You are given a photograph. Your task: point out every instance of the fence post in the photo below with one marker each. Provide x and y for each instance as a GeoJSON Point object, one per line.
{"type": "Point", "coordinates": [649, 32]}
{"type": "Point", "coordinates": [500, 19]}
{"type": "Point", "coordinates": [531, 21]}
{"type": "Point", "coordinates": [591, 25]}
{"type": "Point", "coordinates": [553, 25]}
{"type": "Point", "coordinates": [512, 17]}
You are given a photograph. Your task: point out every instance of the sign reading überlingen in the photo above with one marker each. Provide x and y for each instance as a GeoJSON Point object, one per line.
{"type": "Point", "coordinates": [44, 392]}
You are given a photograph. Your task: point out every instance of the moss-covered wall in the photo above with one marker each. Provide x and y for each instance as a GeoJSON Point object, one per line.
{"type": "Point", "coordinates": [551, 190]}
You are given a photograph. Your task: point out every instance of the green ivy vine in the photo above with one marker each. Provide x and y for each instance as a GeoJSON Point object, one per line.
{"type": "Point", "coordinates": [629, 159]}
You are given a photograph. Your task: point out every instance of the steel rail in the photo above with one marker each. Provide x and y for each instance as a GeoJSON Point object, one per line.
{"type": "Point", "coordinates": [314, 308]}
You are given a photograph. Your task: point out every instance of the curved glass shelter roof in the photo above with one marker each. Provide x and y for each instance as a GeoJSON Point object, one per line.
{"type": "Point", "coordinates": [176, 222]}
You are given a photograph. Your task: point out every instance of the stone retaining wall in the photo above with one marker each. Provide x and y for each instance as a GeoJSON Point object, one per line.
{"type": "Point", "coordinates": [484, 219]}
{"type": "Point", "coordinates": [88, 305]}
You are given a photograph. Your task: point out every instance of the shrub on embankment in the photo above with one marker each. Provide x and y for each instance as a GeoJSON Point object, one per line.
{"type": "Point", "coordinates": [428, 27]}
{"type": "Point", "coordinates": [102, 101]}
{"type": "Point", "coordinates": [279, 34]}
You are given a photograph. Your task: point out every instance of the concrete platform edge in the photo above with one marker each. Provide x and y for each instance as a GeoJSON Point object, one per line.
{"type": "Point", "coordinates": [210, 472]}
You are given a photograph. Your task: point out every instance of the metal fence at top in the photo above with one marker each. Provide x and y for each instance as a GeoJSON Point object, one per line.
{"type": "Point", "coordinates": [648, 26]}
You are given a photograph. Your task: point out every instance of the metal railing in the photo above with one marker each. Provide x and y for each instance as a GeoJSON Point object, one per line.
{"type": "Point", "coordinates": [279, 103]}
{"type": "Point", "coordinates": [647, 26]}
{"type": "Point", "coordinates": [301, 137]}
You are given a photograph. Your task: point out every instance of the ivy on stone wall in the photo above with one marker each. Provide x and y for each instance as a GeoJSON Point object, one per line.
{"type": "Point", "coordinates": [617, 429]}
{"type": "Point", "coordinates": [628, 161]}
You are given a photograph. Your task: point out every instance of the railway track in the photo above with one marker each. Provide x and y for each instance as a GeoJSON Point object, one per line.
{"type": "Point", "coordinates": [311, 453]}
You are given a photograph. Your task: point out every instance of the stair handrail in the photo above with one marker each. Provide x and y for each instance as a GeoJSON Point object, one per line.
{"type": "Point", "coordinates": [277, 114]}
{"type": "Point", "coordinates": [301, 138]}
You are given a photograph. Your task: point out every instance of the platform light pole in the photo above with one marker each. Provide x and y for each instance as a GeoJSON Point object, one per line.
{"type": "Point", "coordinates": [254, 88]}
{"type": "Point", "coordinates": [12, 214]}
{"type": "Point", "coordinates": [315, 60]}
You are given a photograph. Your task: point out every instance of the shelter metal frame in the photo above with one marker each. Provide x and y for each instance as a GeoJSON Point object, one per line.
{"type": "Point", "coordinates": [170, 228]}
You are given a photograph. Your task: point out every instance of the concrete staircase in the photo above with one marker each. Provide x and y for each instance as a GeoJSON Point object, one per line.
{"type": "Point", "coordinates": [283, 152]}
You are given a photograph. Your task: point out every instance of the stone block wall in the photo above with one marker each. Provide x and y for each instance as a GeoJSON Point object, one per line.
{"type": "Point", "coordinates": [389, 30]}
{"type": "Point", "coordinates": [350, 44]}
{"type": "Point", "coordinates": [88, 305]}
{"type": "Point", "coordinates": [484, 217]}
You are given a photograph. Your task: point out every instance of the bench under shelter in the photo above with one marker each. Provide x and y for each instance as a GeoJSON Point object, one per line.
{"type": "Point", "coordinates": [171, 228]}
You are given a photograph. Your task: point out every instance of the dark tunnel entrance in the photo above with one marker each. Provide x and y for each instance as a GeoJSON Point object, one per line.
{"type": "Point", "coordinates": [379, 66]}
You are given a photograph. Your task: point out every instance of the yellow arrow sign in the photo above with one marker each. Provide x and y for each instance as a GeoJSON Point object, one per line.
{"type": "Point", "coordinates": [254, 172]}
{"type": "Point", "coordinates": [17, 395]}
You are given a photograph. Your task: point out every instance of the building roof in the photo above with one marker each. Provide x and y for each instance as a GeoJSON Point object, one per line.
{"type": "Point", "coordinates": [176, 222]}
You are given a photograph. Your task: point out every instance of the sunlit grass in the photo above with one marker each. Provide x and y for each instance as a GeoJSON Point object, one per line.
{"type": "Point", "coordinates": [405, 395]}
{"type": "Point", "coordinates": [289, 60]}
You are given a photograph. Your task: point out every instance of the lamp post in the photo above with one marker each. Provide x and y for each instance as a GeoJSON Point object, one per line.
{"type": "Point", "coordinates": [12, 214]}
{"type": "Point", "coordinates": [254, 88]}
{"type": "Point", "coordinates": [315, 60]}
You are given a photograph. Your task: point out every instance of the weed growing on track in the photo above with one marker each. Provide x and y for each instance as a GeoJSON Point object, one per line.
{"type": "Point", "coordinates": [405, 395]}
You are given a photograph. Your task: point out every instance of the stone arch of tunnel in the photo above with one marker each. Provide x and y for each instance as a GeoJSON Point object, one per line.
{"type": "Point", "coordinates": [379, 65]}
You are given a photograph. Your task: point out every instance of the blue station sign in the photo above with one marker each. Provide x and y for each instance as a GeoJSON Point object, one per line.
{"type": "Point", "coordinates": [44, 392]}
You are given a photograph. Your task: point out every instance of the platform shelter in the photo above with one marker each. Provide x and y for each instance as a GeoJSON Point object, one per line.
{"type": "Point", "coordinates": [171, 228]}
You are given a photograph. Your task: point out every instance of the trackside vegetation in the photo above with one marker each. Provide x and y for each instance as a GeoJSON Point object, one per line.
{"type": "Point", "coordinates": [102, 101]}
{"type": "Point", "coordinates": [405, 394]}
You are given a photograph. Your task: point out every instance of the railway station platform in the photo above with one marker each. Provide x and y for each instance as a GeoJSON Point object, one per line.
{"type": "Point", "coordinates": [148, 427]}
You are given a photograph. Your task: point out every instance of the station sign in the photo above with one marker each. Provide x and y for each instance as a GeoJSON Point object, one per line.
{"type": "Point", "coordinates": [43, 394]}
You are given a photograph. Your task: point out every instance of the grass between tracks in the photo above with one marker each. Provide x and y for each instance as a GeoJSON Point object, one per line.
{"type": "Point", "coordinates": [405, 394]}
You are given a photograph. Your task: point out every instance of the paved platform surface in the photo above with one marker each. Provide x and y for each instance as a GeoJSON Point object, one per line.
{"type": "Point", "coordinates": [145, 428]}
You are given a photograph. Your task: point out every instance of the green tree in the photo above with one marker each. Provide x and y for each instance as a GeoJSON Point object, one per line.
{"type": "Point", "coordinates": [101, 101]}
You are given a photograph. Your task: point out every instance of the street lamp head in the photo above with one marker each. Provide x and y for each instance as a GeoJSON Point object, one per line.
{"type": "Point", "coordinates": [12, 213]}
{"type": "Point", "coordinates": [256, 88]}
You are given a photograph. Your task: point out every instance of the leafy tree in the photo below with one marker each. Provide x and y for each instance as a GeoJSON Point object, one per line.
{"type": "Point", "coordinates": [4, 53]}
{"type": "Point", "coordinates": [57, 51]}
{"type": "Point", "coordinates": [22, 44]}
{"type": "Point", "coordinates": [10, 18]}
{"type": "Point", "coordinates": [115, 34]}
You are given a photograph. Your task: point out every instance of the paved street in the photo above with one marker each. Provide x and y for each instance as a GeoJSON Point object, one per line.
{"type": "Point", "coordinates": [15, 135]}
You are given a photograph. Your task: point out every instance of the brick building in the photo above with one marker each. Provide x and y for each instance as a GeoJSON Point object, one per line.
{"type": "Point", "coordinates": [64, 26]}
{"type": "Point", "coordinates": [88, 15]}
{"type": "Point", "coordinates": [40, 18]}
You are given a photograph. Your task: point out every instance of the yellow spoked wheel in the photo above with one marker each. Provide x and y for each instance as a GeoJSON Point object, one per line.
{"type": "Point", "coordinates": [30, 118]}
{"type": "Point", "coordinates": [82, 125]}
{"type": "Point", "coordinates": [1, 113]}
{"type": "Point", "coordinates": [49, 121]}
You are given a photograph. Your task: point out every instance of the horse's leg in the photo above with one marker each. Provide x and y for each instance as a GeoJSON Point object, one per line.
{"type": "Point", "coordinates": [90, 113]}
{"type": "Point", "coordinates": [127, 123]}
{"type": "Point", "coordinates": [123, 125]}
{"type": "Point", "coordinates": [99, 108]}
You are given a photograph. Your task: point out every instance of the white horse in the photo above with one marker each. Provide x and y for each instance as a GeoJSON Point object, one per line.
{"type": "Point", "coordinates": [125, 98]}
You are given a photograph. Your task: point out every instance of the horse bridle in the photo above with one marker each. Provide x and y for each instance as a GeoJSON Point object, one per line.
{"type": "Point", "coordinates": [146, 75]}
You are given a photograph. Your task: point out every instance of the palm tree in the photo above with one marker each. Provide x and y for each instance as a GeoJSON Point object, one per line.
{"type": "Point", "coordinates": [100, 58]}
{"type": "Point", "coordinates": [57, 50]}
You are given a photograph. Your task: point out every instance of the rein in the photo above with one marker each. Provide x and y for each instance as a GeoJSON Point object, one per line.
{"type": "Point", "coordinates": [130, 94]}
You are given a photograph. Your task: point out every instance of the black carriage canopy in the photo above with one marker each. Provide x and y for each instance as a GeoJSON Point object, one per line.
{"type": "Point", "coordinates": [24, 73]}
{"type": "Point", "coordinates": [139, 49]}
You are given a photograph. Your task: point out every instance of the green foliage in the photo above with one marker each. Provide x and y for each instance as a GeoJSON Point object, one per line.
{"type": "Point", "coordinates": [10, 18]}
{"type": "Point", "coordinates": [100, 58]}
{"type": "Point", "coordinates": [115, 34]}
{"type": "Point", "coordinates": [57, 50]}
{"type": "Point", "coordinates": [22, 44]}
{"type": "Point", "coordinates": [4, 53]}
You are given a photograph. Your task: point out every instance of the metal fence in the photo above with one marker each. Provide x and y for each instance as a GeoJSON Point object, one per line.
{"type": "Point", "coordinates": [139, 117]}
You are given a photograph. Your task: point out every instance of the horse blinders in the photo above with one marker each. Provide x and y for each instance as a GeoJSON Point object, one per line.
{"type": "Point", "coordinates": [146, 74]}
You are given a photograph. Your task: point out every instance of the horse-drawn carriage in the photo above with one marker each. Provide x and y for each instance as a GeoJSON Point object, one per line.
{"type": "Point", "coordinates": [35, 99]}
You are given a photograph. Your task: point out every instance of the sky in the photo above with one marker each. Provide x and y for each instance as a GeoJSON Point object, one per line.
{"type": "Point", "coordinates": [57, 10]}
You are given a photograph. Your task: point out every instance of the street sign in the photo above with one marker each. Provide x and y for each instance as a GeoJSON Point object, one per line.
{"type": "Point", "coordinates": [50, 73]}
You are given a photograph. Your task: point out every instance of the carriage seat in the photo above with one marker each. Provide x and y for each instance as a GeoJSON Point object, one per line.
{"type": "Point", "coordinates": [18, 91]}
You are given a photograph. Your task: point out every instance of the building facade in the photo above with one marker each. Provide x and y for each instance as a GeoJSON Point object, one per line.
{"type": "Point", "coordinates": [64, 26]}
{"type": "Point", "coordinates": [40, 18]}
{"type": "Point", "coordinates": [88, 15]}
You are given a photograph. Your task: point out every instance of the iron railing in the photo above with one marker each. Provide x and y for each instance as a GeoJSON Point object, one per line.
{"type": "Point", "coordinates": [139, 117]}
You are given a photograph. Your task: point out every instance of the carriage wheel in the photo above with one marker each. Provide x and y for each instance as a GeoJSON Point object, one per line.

====================

__PROMPT__.
Word for word, restate the line that contains "the carriage seat" and each line after it, up to and including the last line of the listing; include nothing else.

__WRITTEN REPLY__.
You are given a photograph. Your task: point out every instance of the carriage seat in the photo above with one marker each. Provide x and y for each instance as a GeoJSON Point object, one per line.
{"type": "Point", "coordinates": [18, 91]}
You are given a photograph. Your task: point out every instance of the building facade in the photo above with one marker each. Provide x and y for each instance as a GeoJSON Point object, one per line.
{"type": "Point", "coordinates": [64, 26]}
{"type": "Point", "coordinates": [40, 18]}
{"type": "Point", "coordinates": [88, 15]}
You are given a photograph. Your task: point out every instance of the iron railing in the photo above with one marker each. Provide x and y for each instance as a GeoJSON Point object, one per line.
{"type": "Point", "coordinates": [139, 117]}
You are given a photograph. Your task: point out every instance of the carriage wheel in the photo above with one marker each. Provide x and y for each instance as a GeoJSON Point object, one per line.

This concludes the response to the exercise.